» Work to complete
How many lines in the material below contain the word "backpack"? Reply with the number alone.
---- Records for this task
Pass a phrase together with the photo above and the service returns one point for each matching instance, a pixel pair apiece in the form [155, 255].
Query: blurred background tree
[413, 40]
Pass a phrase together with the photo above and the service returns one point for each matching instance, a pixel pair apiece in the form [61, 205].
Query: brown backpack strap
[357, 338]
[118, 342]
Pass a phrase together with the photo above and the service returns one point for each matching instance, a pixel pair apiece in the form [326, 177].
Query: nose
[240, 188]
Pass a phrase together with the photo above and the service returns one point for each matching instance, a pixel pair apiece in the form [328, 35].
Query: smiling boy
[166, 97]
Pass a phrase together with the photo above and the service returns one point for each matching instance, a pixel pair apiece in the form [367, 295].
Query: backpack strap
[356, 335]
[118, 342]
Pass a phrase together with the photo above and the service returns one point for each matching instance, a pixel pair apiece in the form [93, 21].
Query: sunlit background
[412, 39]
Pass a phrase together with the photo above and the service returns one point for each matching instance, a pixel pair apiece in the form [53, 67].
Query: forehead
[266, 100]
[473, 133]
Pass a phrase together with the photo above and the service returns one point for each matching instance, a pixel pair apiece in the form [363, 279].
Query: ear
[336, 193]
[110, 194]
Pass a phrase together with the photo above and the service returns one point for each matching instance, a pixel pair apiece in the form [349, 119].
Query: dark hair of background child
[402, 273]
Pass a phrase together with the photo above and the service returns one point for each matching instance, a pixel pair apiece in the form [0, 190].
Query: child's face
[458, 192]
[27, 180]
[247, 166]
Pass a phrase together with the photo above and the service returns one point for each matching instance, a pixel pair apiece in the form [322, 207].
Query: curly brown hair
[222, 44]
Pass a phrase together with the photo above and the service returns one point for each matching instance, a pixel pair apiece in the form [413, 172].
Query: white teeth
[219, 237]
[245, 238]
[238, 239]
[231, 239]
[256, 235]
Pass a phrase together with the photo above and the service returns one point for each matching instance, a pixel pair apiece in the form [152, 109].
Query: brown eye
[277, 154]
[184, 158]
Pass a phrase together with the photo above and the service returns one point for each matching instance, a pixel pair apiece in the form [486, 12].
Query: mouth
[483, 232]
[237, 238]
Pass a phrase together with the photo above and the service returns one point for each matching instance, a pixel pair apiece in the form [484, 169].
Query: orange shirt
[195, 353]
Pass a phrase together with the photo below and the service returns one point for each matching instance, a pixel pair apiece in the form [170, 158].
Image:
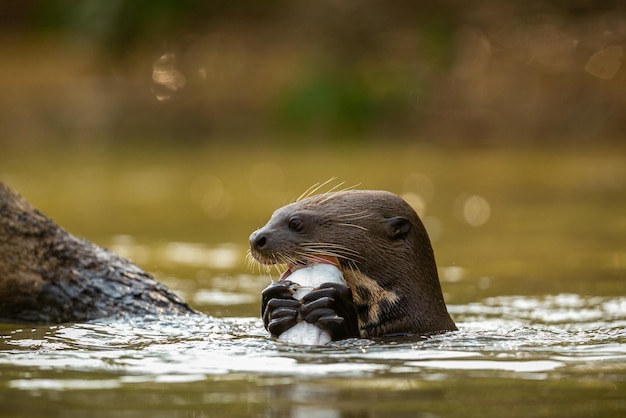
--------
» Worked solution
2